### DATASET ###

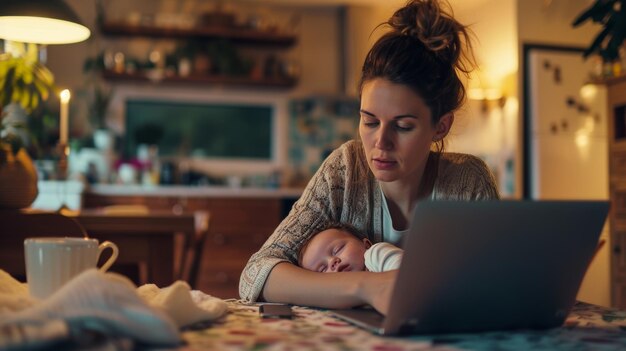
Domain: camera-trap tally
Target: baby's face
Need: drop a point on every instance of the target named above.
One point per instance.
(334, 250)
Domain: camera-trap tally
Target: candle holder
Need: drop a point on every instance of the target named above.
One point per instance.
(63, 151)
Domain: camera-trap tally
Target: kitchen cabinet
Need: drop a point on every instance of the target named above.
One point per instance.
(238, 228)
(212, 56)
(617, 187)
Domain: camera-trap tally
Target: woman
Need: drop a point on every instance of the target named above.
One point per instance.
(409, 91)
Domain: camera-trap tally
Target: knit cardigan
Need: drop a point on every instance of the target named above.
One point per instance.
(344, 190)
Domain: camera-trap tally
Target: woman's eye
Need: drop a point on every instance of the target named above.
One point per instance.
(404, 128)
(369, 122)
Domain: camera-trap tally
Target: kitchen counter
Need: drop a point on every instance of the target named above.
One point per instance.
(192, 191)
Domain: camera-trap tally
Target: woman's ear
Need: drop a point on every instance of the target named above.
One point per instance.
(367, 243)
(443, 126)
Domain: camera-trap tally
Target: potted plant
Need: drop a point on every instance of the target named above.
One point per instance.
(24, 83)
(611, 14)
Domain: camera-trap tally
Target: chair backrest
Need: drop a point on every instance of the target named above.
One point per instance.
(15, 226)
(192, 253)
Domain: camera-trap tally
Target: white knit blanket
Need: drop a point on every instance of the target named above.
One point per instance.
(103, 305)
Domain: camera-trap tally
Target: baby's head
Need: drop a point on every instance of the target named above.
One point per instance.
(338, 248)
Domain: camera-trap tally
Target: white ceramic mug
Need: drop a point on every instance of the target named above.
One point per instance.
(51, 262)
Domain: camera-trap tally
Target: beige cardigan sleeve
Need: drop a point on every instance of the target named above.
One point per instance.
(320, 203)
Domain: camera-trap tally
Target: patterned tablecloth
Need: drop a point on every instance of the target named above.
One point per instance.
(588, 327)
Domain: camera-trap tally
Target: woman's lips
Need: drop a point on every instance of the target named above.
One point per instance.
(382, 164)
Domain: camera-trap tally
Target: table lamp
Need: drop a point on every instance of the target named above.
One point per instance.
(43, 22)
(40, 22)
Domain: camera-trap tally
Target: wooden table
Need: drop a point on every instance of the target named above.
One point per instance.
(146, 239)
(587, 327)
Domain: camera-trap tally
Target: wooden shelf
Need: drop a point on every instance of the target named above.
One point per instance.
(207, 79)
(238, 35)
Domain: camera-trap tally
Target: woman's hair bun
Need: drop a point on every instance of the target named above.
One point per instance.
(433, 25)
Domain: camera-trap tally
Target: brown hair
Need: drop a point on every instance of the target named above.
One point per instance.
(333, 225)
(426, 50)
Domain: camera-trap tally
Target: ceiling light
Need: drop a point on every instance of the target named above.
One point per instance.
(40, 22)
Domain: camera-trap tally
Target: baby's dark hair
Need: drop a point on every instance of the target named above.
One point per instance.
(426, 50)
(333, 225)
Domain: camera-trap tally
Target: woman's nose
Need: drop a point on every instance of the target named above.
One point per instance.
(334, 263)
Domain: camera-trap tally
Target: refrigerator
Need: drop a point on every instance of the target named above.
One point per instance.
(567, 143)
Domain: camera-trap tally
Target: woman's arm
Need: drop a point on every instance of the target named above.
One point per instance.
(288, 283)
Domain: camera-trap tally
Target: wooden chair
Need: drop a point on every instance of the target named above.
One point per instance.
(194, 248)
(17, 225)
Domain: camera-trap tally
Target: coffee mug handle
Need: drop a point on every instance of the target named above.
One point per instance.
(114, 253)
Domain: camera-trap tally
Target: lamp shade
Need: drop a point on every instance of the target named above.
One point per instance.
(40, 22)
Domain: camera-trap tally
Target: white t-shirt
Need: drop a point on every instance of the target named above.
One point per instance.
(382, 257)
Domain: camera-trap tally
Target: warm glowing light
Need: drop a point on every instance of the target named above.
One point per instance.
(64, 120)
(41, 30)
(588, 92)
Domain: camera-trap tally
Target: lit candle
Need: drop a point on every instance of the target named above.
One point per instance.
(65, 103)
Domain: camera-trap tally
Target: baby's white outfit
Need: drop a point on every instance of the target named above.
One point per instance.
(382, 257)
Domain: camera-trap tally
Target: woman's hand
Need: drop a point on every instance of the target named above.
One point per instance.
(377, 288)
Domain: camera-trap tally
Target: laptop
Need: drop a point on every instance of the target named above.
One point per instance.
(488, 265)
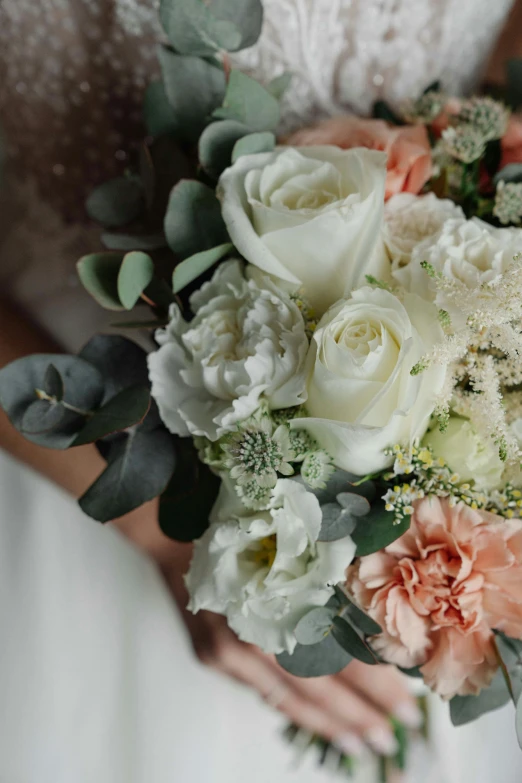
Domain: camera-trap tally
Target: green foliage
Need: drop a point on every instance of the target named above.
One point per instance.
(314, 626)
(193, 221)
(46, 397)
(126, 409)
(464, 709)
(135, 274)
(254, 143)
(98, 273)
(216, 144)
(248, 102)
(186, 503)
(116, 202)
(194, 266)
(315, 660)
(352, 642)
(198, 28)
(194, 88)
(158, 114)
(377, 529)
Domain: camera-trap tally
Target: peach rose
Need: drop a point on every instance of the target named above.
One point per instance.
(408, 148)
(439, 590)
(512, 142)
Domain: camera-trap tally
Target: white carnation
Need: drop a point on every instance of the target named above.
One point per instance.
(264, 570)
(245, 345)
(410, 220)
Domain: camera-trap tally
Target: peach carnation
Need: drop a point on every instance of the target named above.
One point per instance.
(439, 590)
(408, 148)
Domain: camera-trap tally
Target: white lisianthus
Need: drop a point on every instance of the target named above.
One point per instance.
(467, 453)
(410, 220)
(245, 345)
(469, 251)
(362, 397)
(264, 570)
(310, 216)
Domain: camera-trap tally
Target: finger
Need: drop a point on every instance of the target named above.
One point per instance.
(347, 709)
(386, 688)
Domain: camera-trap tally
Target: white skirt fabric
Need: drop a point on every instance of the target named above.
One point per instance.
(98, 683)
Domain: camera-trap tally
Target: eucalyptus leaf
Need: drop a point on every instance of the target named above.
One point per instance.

###

#### [WHAT YOU HAVE TO DO]
Only the number is wanted. Count the lines above that include the word "cardigan".

#### [YOUR RESPONSE]
2